** Exercise aim **
Please list every line of the rows below that contains the word "neck", treating uppercase and lowercase letters as different.

--- START Data provided ---

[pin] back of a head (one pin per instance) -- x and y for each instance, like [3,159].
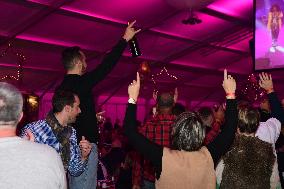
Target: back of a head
[178,109]
[11,104]
[69,55]
[206,115]
[188,132]
[248,119]
[165,100]
[62,98]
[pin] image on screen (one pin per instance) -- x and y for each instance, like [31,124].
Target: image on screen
[269,34]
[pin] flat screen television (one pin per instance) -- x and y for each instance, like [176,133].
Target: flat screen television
[268,35]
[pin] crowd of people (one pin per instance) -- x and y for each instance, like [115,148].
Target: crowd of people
[234,145]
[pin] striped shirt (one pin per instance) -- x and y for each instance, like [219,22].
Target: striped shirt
[43,134]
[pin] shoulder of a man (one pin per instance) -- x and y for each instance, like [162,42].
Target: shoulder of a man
[35,127]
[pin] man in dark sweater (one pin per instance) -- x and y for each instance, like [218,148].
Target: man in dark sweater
[81,83]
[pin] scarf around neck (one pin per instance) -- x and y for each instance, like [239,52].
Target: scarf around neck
[62,134]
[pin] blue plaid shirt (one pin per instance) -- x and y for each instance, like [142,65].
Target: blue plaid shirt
[43,134]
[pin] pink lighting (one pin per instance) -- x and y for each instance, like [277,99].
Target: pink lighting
[233,8]
[51,41]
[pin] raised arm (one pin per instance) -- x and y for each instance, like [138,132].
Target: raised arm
[223,141]
[276,108]
[150,150]
[110,60]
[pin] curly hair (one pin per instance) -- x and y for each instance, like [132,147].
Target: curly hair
[188,132]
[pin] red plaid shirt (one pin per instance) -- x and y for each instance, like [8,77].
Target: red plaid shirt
[158,129]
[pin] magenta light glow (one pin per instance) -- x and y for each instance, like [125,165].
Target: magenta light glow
[233,8]
[51,41]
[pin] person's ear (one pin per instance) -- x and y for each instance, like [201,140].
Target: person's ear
[67,108]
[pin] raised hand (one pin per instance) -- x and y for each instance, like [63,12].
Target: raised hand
[176,95]
[134,87]
[29,136]
[130,31]
[265,82]
[229,85]
[85,147]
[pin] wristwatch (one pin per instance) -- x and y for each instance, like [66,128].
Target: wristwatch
[131,101]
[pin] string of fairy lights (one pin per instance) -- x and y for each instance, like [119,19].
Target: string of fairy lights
[21,59]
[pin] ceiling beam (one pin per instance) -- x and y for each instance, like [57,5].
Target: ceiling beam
[247,23]
[34,19]
[147,28]
[32,68]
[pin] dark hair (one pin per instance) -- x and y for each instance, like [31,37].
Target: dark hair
[69,55]
[165,100]
[11,104]
[62,98]
[275,6]
[205,113]
[248,119]
[188,132]
[178,109]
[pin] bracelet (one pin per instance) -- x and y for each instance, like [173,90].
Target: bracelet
[131,101]
[230,95]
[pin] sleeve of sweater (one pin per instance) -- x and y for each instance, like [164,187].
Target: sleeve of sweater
[276,108]
[105,67]
[150,150]
[223,141]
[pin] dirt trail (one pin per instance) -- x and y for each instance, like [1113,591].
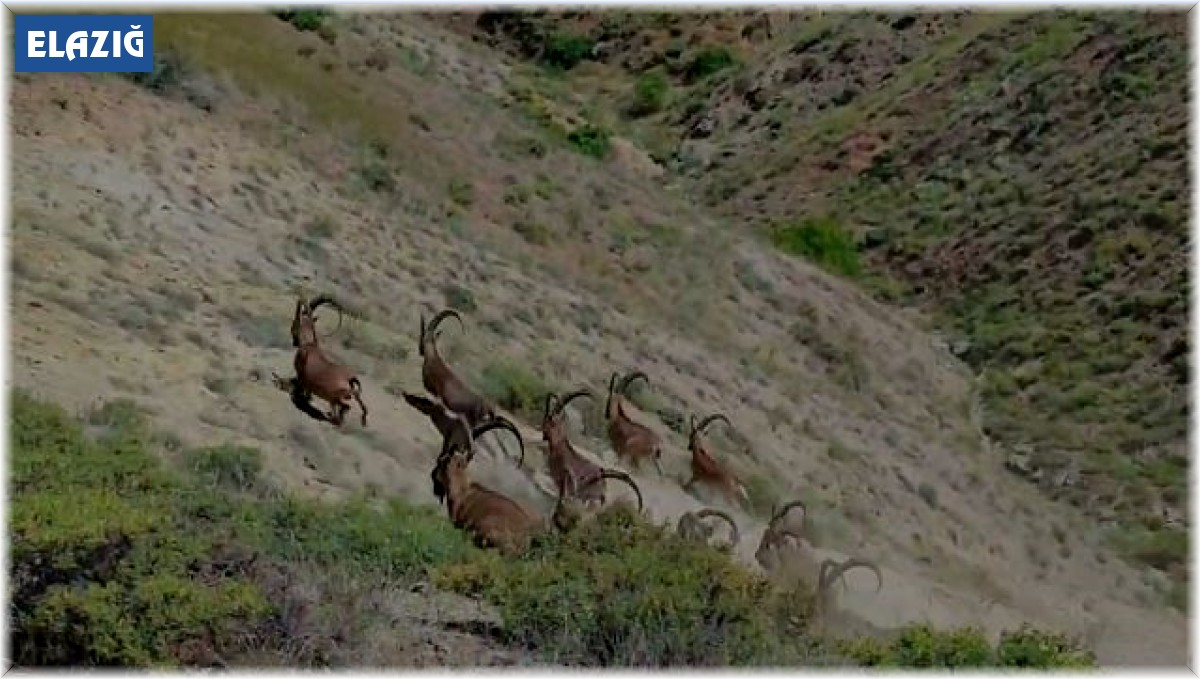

--- END Data provided ---

** Finished answer **
[pin] scarf around neck (one pin per instance) -- x and y for each instance, like [239,52].
Target: scarf around neck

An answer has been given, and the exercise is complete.